## Aim of the task
What you return should be the line containing "Task: indicate one point per instance of the metal" and each line after it to the end of the records, copied exactly.

# # #

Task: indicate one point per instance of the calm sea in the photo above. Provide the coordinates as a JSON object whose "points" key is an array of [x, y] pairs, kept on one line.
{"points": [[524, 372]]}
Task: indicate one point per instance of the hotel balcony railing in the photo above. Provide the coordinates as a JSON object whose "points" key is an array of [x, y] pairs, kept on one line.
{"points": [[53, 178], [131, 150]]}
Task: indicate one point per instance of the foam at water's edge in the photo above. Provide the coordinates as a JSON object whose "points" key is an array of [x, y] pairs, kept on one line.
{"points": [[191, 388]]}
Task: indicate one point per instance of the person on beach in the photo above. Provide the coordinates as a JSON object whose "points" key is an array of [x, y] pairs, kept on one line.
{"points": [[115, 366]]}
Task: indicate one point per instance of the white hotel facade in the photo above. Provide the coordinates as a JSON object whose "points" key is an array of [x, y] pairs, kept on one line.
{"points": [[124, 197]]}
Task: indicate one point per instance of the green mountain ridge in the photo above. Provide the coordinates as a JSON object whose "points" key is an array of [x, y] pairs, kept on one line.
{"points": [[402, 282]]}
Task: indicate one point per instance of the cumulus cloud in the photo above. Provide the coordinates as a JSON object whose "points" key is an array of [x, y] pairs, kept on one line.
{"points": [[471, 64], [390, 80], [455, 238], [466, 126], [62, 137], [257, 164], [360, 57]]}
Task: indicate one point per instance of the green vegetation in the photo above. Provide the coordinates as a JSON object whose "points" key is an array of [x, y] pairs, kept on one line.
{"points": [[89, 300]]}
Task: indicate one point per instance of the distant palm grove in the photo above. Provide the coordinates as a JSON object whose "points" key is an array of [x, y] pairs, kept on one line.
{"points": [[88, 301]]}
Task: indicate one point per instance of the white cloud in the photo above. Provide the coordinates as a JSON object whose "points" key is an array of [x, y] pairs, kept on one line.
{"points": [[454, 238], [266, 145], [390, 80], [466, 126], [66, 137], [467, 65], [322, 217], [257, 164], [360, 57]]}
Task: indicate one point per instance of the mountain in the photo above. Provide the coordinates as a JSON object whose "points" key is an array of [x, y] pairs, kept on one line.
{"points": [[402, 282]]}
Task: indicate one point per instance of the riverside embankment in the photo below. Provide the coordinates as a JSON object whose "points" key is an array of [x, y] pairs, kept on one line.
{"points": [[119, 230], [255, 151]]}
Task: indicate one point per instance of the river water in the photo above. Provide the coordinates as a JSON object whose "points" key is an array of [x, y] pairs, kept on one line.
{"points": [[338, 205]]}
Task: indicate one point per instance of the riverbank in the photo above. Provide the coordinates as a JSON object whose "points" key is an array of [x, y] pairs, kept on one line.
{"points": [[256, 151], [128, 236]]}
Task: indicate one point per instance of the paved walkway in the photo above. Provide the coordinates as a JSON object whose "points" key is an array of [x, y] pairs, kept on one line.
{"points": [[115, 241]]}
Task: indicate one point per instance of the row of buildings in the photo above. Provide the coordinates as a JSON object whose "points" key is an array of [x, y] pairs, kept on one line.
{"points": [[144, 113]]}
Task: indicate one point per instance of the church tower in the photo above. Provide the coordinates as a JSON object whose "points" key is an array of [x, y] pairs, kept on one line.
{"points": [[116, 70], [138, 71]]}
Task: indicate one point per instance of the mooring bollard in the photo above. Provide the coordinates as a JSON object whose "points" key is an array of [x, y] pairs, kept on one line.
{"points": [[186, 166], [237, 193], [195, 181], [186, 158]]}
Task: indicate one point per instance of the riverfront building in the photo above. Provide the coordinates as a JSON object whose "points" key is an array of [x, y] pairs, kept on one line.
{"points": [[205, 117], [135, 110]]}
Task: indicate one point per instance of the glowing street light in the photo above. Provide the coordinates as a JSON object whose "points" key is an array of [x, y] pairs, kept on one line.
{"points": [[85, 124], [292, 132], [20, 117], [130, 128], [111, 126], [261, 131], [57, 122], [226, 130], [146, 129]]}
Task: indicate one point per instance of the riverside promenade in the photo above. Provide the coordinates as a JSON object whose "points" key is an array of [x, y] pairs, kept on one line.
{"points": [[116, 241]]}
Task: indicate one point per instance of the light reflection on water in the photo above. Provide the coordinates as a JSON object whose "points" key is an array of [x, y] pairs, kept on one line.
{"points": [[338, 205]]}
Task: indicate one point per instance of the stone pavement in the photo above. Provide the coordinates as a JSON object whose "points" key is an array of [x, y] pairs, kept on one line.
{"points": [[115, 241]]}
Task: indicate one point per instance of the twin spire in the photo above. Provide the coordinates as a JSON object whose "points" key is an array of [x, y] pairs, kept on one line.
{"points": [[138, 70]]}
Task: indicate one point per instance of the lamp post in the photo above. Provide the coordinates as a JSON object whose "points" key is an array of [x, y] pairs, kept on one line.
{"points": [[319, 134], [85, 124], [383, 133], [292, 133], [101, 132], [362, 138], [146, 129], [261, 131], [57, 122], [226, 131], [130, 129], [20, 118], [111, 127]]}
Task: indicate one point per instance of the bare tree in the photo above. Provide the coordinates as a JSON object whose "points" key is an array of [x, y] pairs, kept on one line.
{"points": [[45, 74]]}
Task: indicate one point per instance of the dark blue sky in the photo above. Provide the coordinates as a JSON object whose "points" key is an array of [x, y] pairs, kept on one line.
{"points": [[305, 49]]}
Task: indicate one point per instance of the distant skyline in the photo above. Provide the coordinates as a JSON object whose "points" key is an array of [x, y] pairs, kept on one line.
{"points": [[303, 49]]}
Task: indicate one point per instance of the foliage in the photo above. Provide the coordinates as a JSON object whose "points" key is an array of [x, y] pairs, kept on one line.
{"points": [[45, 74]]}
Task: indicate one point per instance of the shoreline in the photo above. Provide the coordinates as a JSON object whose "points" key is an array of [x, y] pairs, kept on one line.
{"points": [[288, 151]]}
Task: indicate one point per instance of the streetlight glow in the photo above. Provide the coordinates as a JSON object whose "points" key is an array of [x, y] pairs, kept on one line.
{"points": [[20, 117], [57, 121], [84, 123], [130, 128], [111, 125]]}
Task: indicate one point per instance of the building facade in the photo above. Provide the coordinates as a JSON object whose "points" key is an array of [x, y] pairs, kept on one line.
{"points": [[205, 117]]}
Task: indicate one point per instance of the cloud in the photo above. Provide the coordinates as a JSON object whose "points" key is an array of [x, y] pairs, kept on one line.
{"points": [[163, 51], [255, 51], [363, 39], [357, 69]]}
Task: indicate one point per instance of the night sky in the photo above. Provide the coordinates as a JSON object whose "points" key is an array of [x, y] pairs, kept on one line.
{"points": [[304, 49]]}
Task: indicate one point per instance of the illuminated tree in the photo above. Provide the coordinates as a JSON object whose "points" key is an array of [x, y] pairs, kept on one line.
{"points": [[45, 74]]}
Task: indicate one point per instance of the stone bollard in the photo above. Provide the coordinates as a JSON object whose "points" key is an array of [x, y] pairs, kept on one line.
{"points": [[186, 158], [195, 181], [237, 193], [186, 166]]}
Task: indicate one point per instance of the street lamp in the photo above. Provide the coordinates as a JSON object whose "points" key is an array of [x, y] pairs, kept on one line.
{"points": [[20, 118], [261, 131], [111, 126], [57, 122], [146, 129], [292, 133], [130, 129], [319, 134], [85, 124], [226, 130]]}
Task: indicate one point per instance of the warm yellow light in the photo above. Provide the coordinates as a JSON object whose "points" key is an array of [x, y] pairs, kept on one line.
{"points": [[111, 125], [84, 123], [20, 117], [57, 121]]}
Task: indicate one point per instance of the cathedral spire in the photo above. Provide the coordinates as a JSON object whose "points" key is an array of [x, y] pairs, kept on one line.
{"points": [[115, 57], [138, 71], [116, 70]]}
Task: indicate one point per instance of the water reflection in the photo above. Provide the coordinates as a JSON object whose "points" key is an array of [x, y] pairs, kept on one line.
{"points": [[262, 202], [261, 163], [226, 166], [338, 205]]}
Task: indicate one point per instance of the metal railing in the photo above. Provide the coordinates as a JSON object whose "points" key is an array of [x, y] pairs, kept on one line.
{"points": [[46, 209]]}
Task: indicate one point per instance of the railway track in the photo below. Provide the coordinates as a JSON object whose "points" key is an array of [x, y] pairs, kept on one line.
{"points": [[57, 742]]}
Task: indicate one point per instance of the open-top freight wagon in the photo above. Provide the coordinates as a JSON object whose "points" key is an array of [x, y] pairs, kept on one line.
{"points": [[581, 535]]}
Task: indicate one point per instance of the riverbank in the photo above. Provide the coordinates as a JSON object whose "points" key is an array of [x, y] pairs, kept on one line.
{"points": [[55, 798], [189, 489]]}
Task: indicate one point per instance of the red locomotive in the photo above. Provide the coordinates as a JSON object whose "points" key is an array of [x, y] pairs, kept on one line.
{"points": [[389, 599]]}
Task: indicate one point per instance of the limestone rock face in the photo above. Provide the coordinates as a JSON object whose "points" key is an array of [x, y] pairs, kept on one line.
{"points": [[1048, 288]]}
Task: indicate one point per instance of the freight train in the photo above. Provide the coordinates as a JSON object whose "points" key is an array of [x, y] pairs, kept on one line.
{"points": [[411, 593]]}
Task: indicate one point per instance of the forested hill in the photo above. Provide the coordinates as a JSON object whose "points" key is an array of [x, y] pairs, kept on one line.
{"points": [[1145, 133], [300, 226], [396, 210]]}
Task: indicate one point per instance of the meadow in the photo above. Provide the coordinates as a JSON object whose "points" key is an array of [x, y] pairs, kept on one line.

# # #

## Answer to this task
Task: indicate one point per instance of the metal railing in the photo above. Provide the coordinates as a JSON object whose "points" key is an array of [x, y] pairs, kept on one line.
{"points": [[46, 209]]}
Task: indicate one point per instance of the railway track in the photo below. Provide the coordinates as a JSON object whose "points" key is an array of [x, y] pairs, kept on one line.
{"points": [[57, 742]]}
Task: indicate one point per instance of the open-top freight wagon in the photo above. Provide the coordinates as a JSON object whose "points" key is an array of [x, y] pairs, kept on one line.
{"points": [[581, 535]]}
Task: indicate one point per instance of the riverbank in the photo above. Provide the coordinates as a JSON object whose "points" key is an array of [x, y] pairs, kept on one line.
{"points": [[55, 798], [189, 489]]}
Task: indicate one point per instance of the red locomotive in the photo above. Provide the coordinates as a JSON object whose "points" key is an array of [x, y] pairs, kept on one line.
{"points": [[389, 599]]}
Task: indicate one point per instance of the limestone rock face in the photo above. Provide the coordinates as a JSON object whose "points" key is an array of [x, y] pairs, kept on one line.
{"points": [[1048, 288]]}
Task: indicate one point per instance of the freight train in the photo above. Provide the coordinates as a JSON object whose "points" key is an array of [x, y] pairs, kept on one line.
{"points": [[411, 593]]}
Task: indicate one point per instance of the forested hill in the photo above. Provide the coordinates as a JSON object whose "points" key is an array of [x, y] pairs, kept on one line.
{"points": [[1145, 133], [300, 226], [396, 210]]}
Task: indicate one point per instance of the meadow in the photo above. Provide the coordinates as a JSON object whose "points" key is an array of [x, y] pairs, kept on one line.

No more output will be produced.